> _Work instruction 1_
Translate this sentence from the text on the 71st Guards division into Spanish: "Following this battle the 71st Guards advanced into the Baltic states, where it would remain into the postwar era."
> _Work instruction 2_
According to the text on the 71st Guards division, who took over command of the division on August 9?

-- Study text follows --

By this time the makeup of the division had changed considerably from April of the previous year and was now noted as being 90 percent Ukrainian nationals.

==Baltic Offensive==
When Polotsk was liberated on July 4 all three of the division's rifle regiments were honored:
POLOTSK... 210th Guards Rifle Regiment (Lt. Col. Krivomlin, Fyodor Grigorevich)... 213th Guards Rifle Regiment (Lt. Col. Savidi, Anton Kharlamovich)... 219th Guards Rifle Regiment (Lt. Col. Resovskii, Aleksandr Yosifovich)...By order of the Supreme High Command of 4 July 1944, and a commendation in Moscow, the troops who participated in the liberation of Polotsk are given a salute of 20 salvoes by 224 guns.
Following this battle the 71st Guards advanced into the Baltic states, where it would remain into the postwar era. By July 20 it was involved in the prolonged and heavy fighting for the Latvian city of Daugavpils when General Sivakov was killed in action as a result of German artillery fire, just two days before he would be officially awarded the Gold Star of a Hero of the Soviet Union. He was not officially replaced until August 9 when Maj. Gen. Dmitrii Semenovich Kuropatenko took over command. By this time the division had returned to the 22nd Guards Corps, which was in the reserves of 1st Baltic Front.

Army Groups North and Center launched Operation Doppelkopf on August 16 at which time the division was located near Biržai and after helping to fight off the counteroffensive advanced on Šiauliai. On October 31 the three rifle regiments would be further recognized for their roles in the fighting for this city, with the 210th winning the Order of the Red Banner, the 213th receiving the Order of Suvorov, 3rd Degree, and the 219th being presented the Order of Kutuzov, 3rd Degree. By the beginning of September the 71st Guards had been assigned to the 2nd Guards Rifle Corps, still in 6th Guards Army. On September 25 General Kuropatenko had left command of the division, handing over to Col. Nikolai Nikolaievich Lozhkin.

-- Study text concluded --
-- Material provided follows --

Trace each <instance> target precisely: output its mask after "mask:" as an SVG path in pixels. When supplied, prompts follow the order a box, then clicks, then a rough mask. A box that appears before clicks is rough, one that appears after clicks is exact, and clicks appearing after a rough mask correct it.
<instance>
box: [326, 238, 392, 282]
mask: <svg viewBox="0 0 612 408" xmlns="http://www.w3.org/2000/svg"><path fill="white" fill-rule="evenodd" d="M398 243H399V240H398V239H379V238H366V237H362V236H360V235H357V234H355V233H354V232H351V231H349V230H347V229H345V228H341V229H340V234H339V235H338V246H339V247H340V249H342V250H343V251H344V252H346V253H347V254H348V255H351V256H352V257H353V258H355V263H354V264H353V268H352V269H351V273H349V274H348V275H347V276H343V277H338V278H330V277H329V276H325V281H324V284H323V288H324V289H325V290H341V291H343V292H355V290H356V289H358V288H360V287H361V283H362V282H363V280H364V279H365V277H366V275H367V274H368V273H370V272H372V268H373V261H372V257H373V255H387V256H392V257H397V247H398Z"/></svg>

-- Material provided concluded --
-- Material provided follows --

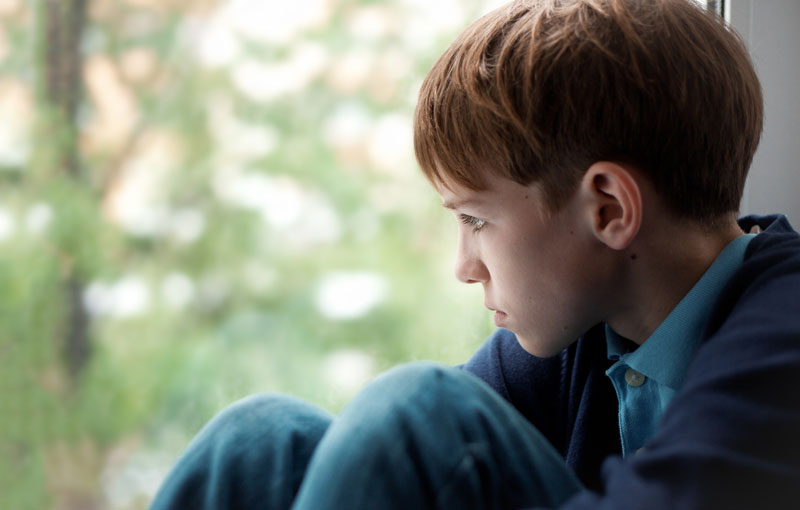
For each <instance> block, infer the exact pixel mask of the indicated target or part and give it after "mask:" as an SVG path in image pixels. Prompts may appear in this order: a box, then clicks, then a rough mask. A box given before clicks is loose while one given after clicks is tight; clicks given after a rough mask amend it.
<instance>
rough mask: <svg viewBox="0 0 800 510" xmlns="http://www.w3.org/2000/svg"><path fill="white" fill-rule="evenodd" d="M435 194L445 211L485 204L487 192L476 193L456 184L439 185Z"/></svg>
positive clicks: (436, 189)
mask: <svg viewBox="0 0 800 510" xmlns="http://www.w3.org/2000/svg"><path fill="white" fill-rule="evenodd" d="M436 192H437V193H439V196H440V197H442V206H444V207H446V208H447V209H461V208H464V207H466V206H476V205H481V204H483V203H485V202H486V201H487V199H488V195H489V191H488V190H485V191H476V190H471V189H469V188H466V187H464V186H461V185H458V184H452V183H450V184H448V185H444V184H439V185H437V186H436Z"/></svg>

-- Material provided concluded --

> _Your response 1_
Tras esta batalla, la 71.ª de Guardias avanzó hacia los estados bálticos, donde permanecería hasta entrada la posguerra.

> _Your response 2_
Maj. Gen. Dmitrii Semenovich Kuropatenko